▶ _MATERIAL TO PROCESS_
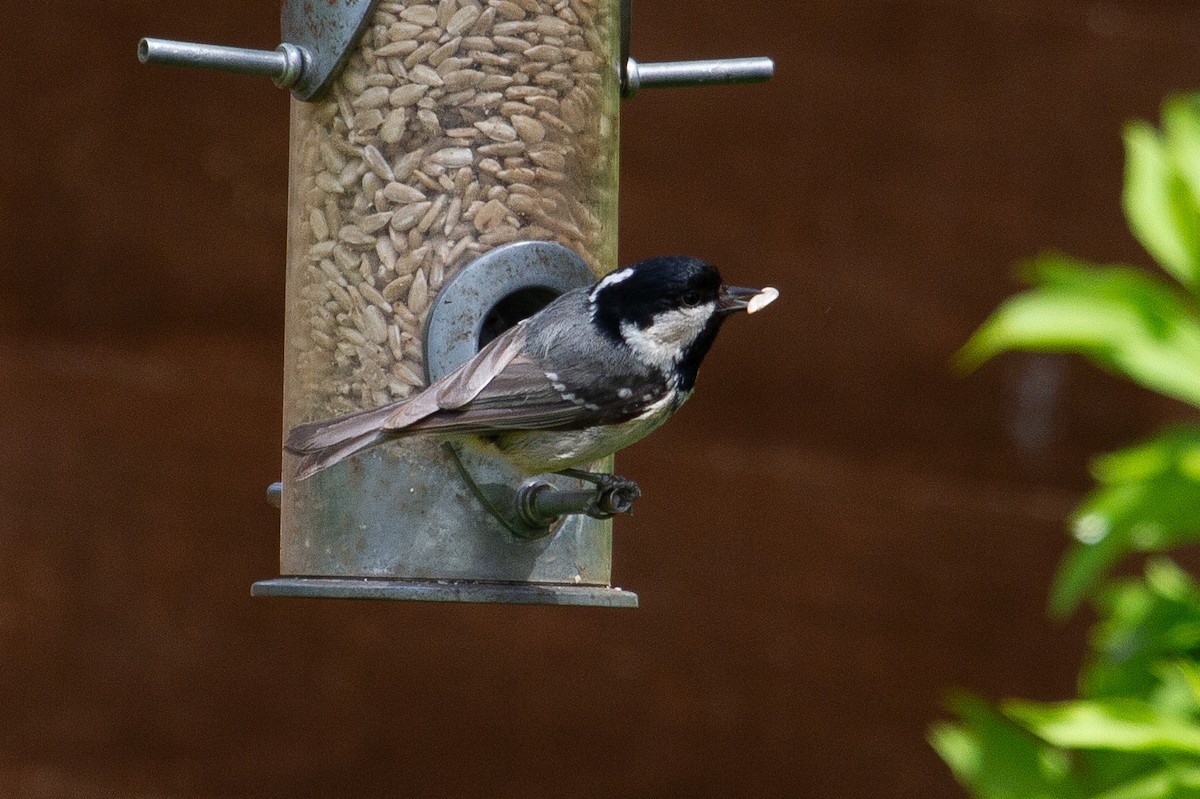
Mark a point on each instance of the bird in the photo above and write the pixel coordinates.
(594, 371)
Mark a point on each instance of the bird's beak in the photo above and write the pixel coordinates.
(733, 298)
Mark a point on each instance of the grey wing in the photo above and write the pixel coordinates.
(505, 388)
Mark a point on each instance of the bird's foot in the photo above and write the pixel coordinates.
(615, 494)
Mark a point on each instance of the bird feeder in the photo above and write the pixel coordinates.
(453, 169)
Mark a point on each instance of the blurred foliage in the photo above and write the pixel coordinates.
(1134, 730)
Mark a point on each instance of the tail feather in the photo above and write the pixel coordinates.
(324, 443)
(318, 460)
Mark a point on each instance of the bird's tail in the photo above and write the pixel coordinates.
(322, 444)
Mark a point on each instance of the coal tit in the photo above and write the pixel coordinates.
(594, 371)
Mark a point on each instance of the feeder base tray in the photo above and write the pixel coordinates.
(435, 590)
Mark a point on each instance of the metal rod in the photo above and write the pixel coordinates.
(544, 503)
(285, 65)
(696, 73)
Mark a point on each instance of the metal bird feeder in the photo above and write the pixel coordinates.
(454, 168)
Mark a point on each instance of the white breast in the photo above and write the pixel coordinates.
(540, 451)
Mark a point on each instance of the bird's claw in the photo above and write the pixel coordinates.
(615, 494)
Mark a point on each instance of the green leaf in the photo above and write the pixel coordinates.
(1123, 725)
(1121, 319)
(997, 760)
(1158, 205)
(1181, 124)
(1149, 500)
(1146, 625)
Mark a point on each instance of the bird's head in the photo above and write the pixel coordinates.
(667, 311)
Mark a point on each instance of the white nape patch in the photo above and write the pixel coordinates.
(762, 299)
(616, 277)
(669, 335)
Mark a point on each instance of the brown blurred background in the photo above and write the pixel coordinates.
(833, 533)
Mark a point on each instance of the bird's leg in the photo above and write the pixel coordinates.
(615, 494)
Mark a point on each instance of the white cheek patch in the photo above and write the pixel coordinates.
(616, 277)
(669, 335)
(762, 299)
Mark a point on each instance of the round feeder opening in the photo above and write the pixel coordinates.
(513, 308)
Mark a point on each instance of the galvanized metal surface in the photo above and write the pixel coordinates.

▶ _TASK ITEM_
Print each of the records above exactly as written, leaving no picture in the copy.

▶ _SOLUTION_
Mark a point on each instance of the bird in the photo above and write the pixel coordinates.
(594, 371)
Mark a point on each instance of the bird's beak in the photo above and write the pixel coordinates.
(733, 298)
Mark a point on each instance of the grey wing in the photo above and write the pixel coordinates.
(505, 388)
Mark a point on each instance of the bird's foot in the photo above and write the pixel coordinates.
(615, 494)
Mark a point on each instance of the bird feeder in the photo above and write the pixel coordinates.
(453, 169)
Mark a point on each instance of the blurred foliage in the photo above and write the pixel coordinates.
(1134, 730)
Mark a point on each instance of the tail feather in the photo above and write the pixel coordinates.
(324, 443)
(318, 460)
Mark a point on each instance of the bird's tail in the photo above and write the pixel coordinates.
(322, 444)
Mark a point on each instance of the coal tit in the photo above and write the pixel coordinates.
(594, 371)
Mark a point on each instance of the feeder base tray in the photo above and write the pixel coordinates.
(435, 590)
Mark a point on each instance of the metal rod in the photo above and write the pixel coordinates.
(544, 503)
(285, 65)
(696, 73)
Mark a point on each instance of the metal bird feeder in the photo above and write the pixel coordinates.
(454, 168)
Mark a point on each instance of the white breast in the photo above and write the pixel coordinates.
(540, 451)
Mark a point on each instance of the bird's claw in the photo above and write the pixel coordinates.
(615, 494)
Mark a point on each instance of the green leaf in the photo above and write the pixel coordinates.
(1123, 725)
(1121, 319)
(997, 760)
(1158, 205)
(1181, 124)
(1149, 500)
(1146, 625)
Mark a point on each instance of the bird's head in the photo above and write the pixel coordinates.
(667, 311)
Mark a point on each instance of the white nape patch in the photo above and write the pixel coordinates.
(762, 299)
(616, 277)
(669, 335)
Mark a point on each instance of the brown blurred background in the photo above and write the pixel coordinates.
(833, 533)
Mark a point on each instance of the bird's leg in the photo above and write the pixel coordinates.
(615, 494)
Mark a point on each instance of the white cheek patch in the photo above and write the pixel coordinates.
(616, 277)
(669, 335)
(762, 299)
Mark a point on each instance of the round feeder opening in the photo above and write the pixel coordinates.
(513, 308)
Mark a point on each instance of the galvanized metal surface in the photo above and write the pixel coordinates.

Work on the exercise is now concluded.